The emails aren't on the PC in the first place, they're somewhere out in the world, and the PC is just a vehicle to take you to them. If you go out and buy a new car you don't have to find all new stores to go to, the same stores you visited with your old car are still there and the new car will take you to them the same way.

Uh-huh, yea. If so, then how can the emails appear on his PC if they are somewhere else? If they are "on" Google somewhere then how can I see them here? See you and I understand these things but he doesn't. I've been very patient over the years but I can only go so far.

Like this last week he has had a hearing problem and is going to get hearing aids. His hearing issue is the reverse of what I've ever known - the sounds from the outside world are too loud, not too weak. Anyway he went to the audiologist and is going to get a kit that will help the issue. He said they have an app that will work on an iPhone to allow a person to adjust the hearing aids and he wanted to know where to get a cheap iPhone. He owns an iPad which I got him into several years ago so he could watch his college games and do other things easily (another teaching foray ...). Anyway I told him, well why do you need an iPhone when you have an iPad?

### Provided information
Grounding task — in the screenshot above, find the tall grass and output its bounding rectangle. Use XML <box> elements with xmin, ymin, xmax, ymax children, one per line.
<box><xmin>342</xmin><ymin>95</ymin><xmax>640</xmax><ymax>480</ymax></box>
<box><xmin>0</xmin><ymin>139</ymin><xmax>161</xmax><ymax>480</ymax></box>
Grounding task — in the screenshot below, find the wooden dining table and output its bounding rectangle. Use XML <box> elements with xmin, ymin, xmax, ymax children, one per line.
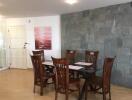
<box><xmin>42</xmin><ymin>61</ymin><xmax>95</xmax><ymax>100</ymax></box>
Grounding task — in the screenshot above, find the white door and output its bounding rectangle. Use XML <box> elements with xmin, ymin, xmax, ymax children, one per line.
<box><xmin>7</xmin><ymin>25</ymin><xmax>27</xmax><ymax>69</ymax></box>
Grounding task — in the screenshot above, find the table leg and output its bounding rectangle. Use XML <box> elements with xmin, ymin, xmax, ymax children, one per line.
<box><xmin>78</xmin><ymin>80</ymin><xmax>87</xmax><ymax>100</ymax></box>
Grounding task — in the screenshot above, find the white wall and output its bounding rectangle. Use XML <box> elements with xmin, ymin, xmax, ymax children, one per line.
<box><xmin>7</xmin><ymin>15</ymin><xmax>61</xmax><ymax>67</ymax></box>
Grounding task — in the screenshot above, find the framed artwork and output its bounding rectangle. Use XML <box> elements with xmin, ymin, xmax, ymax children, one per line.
<box><xmin>34</xmin><ymin>26</ymin><xmax>52</xmax><ymax>50</ymax></box>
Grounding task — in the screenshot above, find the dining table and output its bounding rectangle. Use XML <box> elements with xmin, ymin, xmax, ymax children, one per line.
<box><xmin>42</xmin><ymin>61</ymin><xmax>95</xmax><ymax>100</ymax></box>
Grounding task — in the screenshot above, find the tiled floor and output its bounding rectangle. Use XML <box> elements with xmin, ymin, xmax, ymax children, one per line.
<box><xmin>0</xmin><ymin>69</ymin><xmax>132</xmax><ymax>100</ymax></box>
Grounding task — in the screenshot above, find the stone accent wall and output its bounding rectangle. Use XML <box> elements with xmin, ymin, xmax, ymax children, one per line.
<box><xmin>61</xmin><ymin>3</ymin><xmax>132</xmax><ymax>87</ymax></box>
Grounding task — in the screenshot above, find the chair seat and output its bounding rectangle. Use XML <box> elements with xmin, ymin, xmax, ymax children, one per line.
<box><xmin>93</xmin><ymin>76</ymin><xmax>102</xmax><ymax>86</ymax></box>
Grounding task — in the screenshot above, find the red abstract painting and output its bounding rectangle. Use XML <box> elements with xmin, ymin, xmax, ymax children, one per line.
<box><xmin>34</xmin><ymin>26</ymin><xmax>52</xmax><ymax>50</ymax></box>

### Work instruction 1
List every sentence in the text about emails and hearing aids that ends with a question mark.
### Work instruction 2
Carry the text about emails and hearing aids forward from its final sentence.
The items are not needed for any of this.

### Written response 1
If so, then how can the emails appear on his PC if they are somewhere else?
If they are "on" Google somewhere then how can I see them here?
Anyway I told him, well why do you need an iPhone when you have an iPad?

### Written response 2
He said because the lady said the app runs on an iPhone. I said I'll bet you $50 it will be just fine on the iPad. I guarantee you it uses Bluetooth and so it'll work on either one. Well lo and behold of course it is fine to run on an iPad. It's an apple app. He thought I was a genius (I am most certainly not). Then he wanted to get something that made repetitive "clicks" or "beeps" because that is the type of sound that irritates his hearing. He wanted to know if I had a metronome or anything that made loud clicks so he could take it to the audiologist and test the adjustments. I said why don't you get a metronome app for the iPad and use that? I never looked for that kind of app but I was certain they existed. Well what do you know - of course there are metronome apps - quite a few. See he doesn't think like we do. He can't seem to imagine such a solution even though to me that was the first thing I thought of.

I do my best but I know when to just tell him what to do and not try to explain beyond a certain point.

I told my friends I could teach them to be funny, but they all just laughed at me.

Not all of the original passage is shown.